━━━━━ WORKING DATA

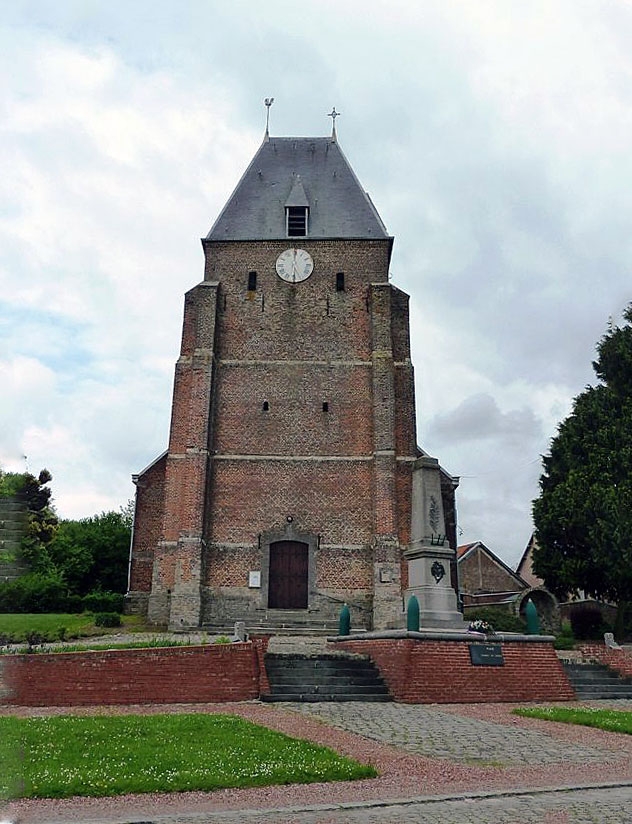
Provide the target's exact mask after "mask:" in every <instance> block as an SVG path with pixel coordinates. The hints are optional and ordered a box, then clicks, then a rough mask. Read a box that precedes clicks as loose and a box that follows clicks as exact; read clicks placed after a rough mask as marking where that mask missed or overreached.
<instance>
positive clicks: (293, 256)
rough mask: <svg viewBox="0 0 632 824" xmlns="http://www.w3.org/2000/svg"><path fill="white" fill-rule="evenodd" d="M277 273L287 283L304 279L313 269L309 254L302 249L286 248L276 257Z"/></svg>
mask: <svg viewBox="0 0 632 824" xmlns="http://www.w3.org/2000/svg"><path fill="white" fill-rule="evenodd" d="M276 269H277V275H278V276H279V277H280V278H281V279H282V280H286V281H287V282H288V283H299V282H300V281H301V280H306V279H307V278H308V277H309V276H310V275H311V273H312V271H313V269H314V261H313V260H312V257H311V255H310V254H309V253H308V252H306V251H305V250H304V249H286V250H285V252H281V254H280V255H279V257H278V258H277V264H276Z"/></svg>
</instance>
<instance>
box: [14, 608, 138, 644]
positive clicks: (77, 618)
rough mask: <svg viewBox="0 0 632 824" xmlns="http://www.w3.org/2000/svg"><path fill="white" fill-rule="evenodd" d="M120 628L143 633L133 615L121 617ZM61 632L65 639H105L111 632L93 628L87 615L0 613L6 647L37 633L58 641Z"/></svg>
mask: <svg viewBox="0 0 632 824" xmlns="http://www.w3.org/2000/svg"><path fill="white" fill-rule="evenodd" d="M121 621H122V627H121V629H124V630H125V632H133V631H136V630H137V629H140V630H142V629H144V628H145V627H144V625H143V623H142V620H141V619H140V617H139V616H137V615H122V616H121ZM62 627H63V628H65V633H64V636H65V637H66V638H81V637H85V636H89V635H107V634H108V633H109V632H111V630H107V629H104V628H103V627H95V625H94V615H92V614H91V613H89V612H84V613H81V614H80V615H74V614H66V613H50V614H49V613H42V614H37V613H25V614H19V613H0V635H1V636H5V637H7V638H8V639H9V640H10V643H22V642H23V641H25V640H26V635H27V633H29V632H37V633H39V634H40V635H42V636H44V637H45V638H46V640H48V641H57V640H59V638H60V629H61V628H62Z"/></svg>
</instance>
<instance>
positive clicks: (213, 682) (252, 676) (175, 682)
mask: <svg viewBox="0 0 632 824" xmlns="http://www.w3.org/2000/svg"><path fill="white" fill-rule="evenodd" d="M259 646H261V647H262V648H261V650H259V649H258V647H259ZM264 648H265V643H263V645H262V642H260V641H256V642H253V643H243V644H241V643H236V644H225V645H224V644H218V645H212V646H208V645H207V646H197V647H165V648H162V649H138V650H104V651H98V652H97V651H95V652H90V651H86V652H69V653H55V654H39V653H38V654H36V655H7V656H3V657H2V666H3V678H4V680H5V682H6V686H7V688H8V692H9V695H8V696H6V697H5V698H4V699H3V703H5V704H13V705H18V706H30V707H39V706H53V707H54V706H69V707H70V706H81V705H90V706H94V705H106V704H166V703H191V704H194V703H205V702H210V701H249V700H252V699H253V698H257V697H258V696H259V691H260V684H259V678H260V663H261V660H262V655H263V651H264ZM262 675H263V678H264V679H265V672H263V673H262ZM266 685H267V679H265V680H264V681H263V683H262V685H261V686H262V688H265V686H266Z"/></svg>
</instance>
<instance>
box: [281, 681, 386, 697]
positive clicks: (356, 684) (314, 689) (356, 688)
mask: <svg viewBox="0 0 632 824" xmlns="http://www.w3.org/2000/svg"><path fill="white" fill-rule="evenodd" d="M288 692H300V693H302V694H303V695H320V694H325V695H384V693H385V689H384V685H383V684H360V685H358V684H349V683H343V682H341V683H339V684H329V683H326V684H320V683H319V684H280V683H275V684H271V685H270V693H271V694H272V695H278V694H279V693H281V694H284V693H288Z"/></svg>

━━━━━━━━━━

Everything in the listing is to be returned word for word, except the pictures.

◆ ANSWER AREA
Provide the target's exact mask after "mask:" in every <instance> block as an SVG path with pixel coordinates. The hints are optional and ordered a box, then clicks, then a rough mask. Read a box that precedes clicks as loose and a box that follows clicks as exact; read clicks placed after a rough mask as marking where that mask missed or overreached.
<instance>
positive clicks: (293, 256)
rough mask: <svg viewBox="0 0 632 824" xmlns="http://www.w3.org/2000/svg"><path fill="white" fill-rule="evenodd" d="M277 273L287 283L304 279L313 269L309 254L302 249L286 248L276 257Z"/></svg>
mask: <svg viewBox="0 0 632 824" xmlns="http://www.w3.org/2000/svg"><path fill="white" fill-rule="evenodd" d="M276 269H277V275H278V276H279V277H280V278H281V279H282V280H286V281H287V282H288V283H299V282H300V281H301V280H306V279H307V278H308V277H309V276H310V275H311V273H312V271H313V269H314V261H313V260H312V257H311V255H310V254H309V253H308V252H306V251H305V250H304V249H286V250H285V252H281V254H280V255H279V257H278V258H277V264H276Z"/></svg>
</instance>
<instance>
box: [14, 608, 138, 644]
positive clicks: (77, 618)
rough mask: <svg viewBox="0 0 632 824" xmlns="http://www.w3.org/2000/svg"><path fill="white" fill-rule="evenodd" d="M120 628L143 633L133 615L121 617ZM61 632L65 639H105L111 632L93 628L87 615L0 613L6 647L37 633L58 641Z"/></svg>
mask: <svg viewBox="0 0 632 824" xmlns="http://www.w3.org/2000/svg"><path fill="white" fill-rule="evenodd" d="M121 621H122V627H121V629H124V630H125V632H133V631H136V630H137V629H140V630H142V629H144V628H145V627H144V625H143V623H142V620H141V619H140V617H139V616H137V615H122V616H121ZM62 627H63V628H65V633H64V636H65V637H66V638H81V637H85V636H89V635H107V634H108V633H109V632H111V630H107V629H104V628H103V627H95V625H94V615H92V614H91V613H89V612H84V613H81V614H80V615H74V614H66V613H50V614H49V613H42V614H37V613H25V614H19V613H0V635H1V636H5V637H7V638H8V639H9V640H10V643H22V642H23V641H25V640H26V635H27V633H29V632H37V633H39V634H40V635H42V636H44V637H45V638H46V640H48V641H57V640H59V638H60V629H61V628H62Z"/></svg>
</instance>
<instance>
positive clicks: (213, 682) (252, 676) (175, 682)
mask: <svg viewBox="0 0 632 824" xmlns="http://www.w3.org/2000/svg"><path fill="white" fill-rule="evenodd" d="M259 646H261V647H262V648H261V650H259V649H258V647H259ZM264 648H265V643H263V645H262V642H260V641H256V642H253V643H243V644H241V643H236V644H225V645H224V644H218V645H212V646H208V645H207V646H197V647H165V648H162V649H138V650H104V651H98V652H97V651H95V652H90V651H86V652H69V653H55V654H39V653H38V654H36V655H7V656H3V657H2V666H3V678H4V680H5V682H6V686H7V688H8V692H9V695H8V696H6V697H5V698H4V699H3V703H5V704H13V705H18V706H30V707H39V706H53V707H54V706H69V707H70V706H81V705H90V706H94V705H106V704H166V703H191V704H194V703H205V702H210V701H249V700H252V699H253V698H257V697H258V696H259V691H260V684H259V678H260V663H261V660H262V655H263V651H264ZM262 675H263V678H264V679H265V672H263V673H262ZM266 685H267V679H265V680H264V681H263V683H262V685H261V686H262V688H265V686H266Z"/></svg>
</instance>
<instance>
box: [281, 681, 386, 697]
positive clicks: (356, 684) (314, 689) (356, 688)
mask: <svg viewBox="0 0 632 824" xmlns="http://www.w3.org/2000/svg"><path fill="white" fill-rule="evenodd" d="M288 692H300V693H302V694H303V695H320V694H325V695H384V693H385V689H384V685H383V684H360V685H358V684H349V683H343V682H341V683H339V684H329V683H326V684H320V683H319V684H280V683H275V684H271V685H270V693H271V694H272V695H278V694H279V693H281V694H284V693H288Z"/></svg>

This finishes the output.